> _YOUR TASKS_:
(1) In the forum exchange about the game's setting, why does one writer question that the apocalypse happened 200 years ago? Answer in one to three sentences.
(2) Using the forum exchange about the game's setting, answer each question briefly:
(a) How many years ago is the apocalypse said to have happened?
(b) According to one writer, how many years did it take to rebuild Germany after World War II?
(c) What does one writer say the "Nightkin basement" can be done without?
(3) Carry on the forum exchange about the game's setting from the point where it stops.

> _PROVIDED PASSAGE_:

+ + + + +

She didn't come across as "overly friendly" - but so what if she did? All characters have to be depressed and angsty about the 200-years-old-now apocalypse in order for a setting to be believable? Buh?

How exactly do you know it happened 200 years ago? There are still retarded slavers, there are no vegetation, there is no nothing that reminds of civilization except towns built using junk (200 years later! Germany was fucking rebuilt in 10 years after WW2).
But hey in Sawyer's world living in a lawless lifeless shithole for 200 years makes people happy? Whatever you say man

Wow, that's a pretty in-depth criticism ya got thar.
So he's correct?

Oh, and as a bonus - that "Nightkin basement" example? There's a way to do that without killing a single Nightkin:
Yeah by using the retarded Obsidian's stealth from AP aka using "hide in teh plain sight" coupled with dumb AI cheats :lol:

TL;DR stuff
But how does it make the game any less shitty?

+ + + + +

> _DATA EXCERPTS_:
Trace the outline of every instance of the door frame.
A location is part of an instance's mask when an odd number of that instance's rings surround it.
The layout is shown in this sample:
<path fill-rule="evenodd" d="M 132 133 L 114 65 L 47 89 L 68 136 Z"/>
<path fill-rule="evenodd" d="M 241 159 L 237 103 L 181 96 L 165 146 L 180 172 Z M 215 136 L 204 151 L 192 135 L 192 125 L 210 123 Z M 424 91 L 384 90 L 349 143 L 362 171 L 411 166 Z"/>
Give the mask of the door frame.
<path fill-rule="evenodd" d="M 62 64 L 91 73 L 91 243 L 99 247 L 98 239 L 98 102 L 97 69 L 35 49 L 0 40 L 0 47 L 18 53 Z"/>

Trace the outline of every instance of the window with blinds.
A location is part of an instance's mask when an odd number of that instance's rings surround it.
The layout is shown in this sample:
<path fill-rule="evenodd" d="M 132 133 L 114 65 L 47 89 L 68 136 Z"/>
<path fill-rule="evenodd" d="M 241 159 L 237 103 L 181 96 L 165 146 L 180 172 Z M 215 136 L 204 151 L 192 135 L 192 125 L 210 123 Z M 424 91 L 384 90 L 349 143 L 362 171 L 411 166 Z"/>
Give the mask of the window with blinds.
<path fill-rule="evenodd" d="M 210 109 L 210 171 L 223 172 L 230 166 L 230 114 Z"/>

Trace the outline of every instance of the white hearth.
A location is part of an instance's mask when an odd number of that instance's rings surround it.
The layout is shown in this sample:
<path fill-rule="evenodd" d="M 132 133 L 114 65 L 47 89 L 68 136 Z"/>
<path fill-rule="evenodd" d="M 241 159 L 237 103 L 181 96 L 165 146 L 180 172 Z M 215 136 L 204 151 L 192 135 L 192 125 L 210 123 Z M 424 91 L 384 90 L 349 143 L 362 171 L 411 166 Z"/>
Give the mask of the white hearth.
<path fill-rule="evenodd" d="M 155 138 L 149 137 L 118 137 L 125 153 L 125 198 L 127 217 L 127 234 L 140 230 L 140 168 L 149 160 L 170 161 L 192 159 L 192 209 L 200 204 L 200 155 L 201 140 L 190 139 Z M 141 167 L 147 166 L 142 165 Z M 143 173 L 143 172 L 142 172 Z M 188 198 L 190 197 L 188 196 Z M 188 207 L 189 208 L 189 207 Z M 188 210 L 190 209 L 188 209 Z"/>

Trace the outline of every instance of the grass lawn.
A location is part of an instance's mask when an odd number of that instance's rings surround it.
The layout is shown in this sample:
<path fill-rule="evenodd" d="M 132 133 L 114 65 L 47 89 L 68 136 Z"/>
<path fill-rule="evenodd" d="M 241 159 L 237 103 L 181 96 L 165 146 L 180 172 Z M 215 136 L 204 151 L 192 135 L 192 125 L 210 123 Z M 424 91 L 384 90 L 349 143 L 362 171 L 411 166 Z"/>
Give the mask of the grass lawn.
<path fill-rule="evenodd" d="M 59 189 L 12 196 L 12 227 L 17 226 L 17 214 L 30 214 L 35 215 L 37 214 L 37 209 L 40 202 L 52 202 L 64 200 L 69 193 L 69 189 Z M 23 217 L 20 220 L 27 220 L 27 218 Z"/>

+ + + + +

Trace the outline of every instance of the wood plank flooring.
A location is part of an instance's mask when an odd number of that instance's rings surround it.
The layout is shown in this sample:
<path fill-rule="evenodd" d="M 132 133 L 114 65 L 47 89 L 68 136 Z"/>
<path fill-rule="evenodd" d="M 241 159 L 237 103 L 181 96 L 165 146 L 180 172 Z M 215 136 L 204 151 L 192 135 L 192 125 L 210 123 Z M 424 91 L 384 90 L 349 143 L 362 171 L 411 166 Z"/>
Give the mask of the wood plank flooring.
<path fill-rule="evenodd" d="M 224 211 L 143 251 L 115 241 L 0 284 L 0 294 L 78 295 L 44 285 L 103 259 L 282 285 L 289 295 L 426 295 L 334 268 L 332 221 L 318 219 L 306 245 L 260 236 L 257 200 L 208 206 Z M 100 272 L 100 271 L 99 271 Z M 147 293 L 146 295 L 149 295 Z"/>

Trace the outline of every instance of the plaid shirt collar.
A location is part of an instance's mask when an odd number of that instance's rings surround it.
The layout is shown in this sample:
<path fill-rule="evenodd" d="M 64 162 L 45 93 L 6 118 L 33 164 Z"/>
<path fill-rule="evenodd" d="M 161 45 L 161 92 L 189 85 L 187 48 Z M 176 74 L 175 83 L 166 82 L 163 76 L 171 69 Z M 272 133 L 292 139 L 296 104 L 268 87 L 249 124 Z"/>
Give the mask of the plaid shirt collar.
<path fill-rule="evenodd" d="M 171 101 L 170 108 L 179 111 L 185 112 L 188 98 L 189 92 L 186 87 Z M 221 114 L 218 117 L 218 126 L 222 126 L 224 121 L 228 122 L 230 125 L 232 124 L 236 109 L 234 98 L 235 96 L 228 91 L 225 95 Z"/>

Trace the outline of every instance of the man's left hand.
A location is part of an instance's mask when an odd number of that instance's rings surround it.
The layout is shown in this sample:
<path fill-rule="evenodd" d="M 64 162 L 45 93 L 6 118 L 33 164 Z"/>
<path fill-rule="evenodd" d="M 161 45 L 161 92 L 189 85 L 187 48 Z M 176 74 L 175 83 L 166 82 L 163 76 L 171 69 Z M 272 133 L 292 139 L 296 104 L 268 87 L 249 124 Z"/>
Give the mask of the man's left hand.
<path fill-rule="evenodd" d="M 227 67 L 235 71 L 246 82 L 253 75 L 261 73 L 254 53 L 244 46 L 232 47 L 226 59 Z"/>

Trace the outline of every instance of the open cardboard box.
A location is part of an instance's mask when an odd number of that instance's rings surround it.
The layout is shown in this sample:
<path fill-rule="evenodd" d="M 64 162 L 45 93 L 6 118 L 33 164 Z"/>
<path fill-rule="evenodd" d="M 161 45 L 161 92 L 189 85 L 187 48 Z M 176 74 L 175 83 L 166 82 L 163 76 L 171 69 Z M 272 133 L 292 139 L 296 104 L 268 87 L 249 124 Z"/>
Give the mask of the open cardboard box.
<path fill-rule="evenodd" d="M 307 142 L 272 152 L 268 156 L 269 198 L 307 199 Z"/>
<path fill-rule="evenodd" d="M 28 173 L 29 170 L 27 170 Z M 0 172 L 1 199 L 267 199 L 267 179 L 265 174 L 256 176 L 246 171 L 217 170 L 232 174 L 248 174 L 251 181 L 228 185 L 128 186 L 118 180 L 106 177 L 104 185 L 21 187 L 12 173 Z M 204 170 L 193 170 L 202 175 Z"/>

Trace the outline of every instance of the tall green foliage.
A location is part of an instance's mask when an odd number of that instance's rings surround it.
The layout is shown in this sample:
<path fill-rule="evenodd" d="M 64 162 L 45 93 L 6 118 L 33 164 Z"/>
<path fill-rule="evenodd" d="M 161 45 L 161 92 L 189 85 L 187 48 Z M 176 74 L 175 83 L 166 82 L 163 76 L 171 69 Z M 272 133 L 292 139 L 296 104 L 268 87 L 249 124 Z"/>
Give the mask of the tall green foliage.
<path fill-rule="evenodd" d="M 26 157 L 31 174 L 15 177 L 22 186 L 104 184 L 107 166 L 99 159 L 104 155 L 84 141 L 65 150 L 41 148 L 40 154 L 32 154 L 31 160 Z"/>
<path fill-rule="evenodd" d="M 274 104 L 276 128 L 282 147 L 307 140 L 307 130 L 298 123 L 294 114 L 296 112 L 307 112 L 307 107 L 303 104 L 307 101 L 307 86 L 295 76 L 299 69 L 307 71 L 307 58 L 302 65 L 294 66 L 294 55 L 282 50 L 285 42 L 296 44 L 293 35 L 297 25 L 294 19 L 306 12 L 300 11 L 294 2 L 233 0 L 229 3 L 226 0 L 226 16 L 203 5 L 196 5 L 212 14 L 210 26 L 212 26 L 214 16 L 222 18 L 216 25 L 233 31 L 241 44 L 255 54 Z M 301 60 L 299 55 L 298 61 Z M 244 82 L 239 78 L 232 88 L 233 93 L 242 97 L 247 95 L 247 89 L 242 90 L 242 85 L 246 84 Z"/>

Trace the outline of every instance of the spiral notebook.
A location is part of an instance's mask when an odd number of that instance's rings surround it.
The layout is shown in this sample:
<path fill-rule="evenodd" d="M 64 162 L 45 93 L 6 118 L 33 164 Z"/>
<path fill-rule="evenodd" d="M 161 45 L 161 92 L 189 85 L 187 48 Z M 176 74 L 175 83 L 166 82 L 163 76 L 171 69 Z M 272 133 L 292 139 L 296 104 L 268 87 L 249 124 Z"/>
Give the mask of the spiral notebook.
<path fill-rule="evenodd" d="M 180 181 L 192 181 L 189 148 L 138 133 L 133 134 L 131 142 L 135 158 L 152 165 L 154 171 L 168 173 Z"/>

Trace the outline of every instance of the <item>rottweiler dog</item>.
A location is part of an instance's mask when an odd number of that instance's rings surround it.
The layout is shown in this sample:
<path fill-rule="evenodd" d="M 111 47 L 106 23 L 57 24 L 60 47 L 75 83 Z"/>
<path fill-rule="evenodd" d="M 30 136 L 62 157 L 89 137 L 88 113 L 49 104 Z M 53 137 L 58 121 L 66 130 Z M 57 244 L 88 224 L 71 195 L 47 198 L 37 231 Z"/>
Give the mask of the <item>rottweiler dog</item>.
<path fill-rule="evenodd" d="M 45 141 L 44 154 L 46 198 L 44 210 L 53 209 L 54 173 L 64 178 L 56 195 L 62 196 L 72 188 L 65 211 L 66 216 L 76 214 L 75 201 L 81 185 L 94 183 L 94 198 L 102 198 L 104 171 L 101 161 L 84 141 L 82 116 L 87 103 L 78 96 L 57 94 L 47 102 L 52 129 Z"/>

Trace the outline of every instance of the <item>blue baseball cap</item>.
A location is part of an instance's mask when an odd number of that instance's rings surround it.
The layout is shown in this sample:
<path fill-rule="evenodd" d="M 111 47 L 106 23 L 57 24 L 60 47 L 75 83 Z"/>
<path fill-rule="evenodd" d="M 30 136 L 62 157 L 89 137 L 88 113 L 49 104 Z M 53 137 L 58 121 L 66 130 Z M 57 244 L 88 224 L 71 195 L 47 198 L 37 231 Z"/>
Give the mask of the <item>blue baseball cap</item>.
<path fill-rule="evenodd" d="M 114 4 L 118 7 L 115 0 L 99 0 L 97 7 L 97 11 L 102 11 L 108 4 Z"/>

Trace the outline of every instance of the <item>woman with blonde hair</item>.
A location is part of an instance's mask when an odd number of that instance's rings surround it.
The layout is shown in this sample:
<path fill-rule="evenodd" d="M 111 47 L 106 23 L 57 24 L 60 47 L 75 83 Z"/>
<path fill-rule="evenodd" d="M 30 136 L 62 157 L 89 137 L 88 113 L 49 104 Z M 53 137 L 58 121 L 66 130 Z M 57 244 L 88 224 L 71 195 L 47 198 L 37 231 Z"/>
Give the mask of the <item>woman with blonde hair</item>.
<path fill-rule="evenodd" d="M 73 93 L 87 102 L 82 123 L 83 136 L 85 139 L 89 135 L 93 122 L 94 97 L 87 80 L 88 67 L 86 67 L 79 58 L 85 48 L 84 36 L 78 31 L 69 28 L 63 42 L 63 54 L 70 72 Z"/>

+ + + + +

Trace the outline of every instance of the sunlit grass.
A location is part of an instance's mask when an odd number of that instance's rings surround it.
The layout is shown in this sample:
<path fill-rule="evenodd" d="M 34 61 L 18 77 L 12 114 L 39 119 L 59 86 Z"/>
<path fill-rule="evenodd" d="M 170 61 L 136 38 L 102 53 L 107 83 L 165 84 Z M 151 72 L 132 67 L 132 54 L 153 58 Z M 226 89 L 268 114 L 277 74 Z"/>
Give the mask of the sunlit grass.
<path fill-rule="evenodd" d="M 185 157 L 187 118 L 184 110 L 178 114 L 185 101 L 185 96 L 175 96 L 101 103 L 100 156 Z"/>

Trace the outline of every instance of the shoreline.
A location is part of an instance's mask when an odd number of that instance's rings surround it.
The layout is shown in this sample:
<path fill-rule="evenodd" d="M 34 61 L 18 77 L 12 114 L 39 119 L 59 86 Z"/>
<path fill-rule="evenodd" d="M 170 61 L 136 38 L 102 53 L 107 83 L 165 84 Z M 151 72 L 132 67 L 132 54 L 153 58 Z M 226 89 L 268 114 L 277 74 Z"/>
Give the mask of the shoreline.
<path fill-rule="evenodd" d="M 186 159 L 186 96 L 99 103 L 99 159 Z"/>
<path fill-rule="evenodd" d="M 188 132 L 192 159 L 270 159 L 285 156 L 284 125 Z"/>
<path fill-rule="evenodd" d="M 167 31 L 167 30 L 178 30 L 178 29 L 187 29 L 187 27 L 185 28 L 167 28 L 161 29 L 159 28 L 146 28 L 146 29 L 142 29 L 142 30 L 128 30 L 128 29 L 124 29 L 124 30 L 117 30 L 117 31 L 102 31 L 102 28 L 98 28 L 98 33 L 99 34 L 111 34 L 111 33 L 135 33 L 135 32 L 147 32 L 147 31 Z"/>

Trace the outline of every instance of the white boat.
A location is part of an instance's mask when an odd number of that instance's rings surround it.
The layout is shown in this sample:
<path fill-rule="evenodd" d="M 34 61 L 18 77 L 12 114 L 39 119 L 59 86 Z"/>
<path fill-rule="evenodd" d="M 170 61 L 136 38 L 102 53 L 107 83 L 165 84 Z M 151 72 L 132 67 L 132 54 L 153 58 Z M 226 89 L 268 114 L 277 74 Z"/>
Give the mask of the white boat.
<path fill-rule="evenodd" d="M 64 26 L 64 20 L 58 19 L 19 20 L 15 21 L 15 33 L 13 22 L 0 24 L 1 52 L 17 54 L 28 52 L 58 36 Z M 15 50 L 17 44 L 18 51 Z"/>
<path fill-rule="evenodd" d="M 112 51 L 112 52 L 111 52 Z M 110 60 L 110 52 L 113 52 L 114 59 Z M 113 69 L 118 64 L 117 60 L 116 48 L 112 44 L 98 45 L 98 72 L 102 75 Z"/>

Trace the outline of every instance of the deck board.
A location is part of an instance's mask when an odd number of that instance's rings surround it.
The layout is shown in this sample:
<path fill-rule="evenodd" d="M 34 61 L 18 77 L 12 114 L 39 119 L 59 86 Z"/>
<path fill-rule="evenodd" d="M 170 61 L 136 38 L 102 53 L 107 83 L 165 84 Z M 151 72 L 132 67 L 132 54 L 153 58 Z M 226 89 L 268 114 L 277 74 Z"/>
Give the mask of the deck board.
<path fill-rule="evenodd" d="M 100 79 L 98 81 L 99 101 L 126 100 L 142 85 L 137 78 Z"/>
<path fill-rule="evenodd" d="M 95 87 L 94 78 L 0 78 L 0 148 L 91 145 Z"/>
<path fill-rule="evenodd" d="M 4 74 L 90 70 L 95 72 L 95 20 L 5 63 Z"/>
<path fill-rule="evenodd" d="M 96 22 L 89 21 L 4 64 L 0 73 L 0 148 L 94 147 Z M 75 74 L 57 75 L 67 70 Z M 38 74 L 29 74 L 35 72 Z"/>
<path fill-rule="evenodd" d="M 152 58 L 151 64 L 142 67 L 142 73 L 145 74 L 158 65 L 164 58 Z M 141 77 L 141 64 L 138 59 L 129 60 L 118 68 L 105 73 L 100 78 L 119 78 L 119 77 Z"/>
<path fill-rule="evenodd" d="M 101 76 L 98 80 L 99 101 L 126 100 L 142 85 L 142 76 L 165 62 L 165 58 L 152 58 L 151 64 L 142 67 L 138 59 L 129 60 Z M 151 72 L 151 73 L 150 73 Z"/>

+ + + + +

> _THE RESPONSES_:
(1) The writer points out that, even after a supposed 200 years, there are still slavers, no vegetation, and nothing that recalls civilization except towns built from junk. The writer contrasts this with Germany, which was rebuilt within 10 years after World War II.

(2)
(a) 200 years ago.
(b) 10 years.
(c) Without killing a single Nightkin.

(3)
And there's nothing special about the setting either. Oh look some factions fight each other and one are retarded 100% generic evil guys dressed like clowns. In a world 200 years after the war that is still a PA shithole.

And what you wrote is nothing but a backstory which is nothing but fluff.
What I mean is:
If they leave, it means groups of pissed-off Nightkin will be roaming the Mojave.
But do they leave?
And if yes what are consequences apart from more nightkin respawn everywhere?

I can ask the same about every single example there.

But you see my main complaints aren't about the writing which you are keeping pushing at me like it's my main complaint. I want to play the game not read the game. Most of my complaints are exactly about the gameplay stuff, the game itself. I want to know why it's a better game and you keep talking about the text.

Companion: "If we go in there, I'm going to kill every Legion member I see. Is that a problem?"
Player: "That's not a problem, that's a solution."
Sounds like a bad edgy talk



...
Certainly not the ones provided by people who think it's good - who would listen to them, they are obviously fanboys.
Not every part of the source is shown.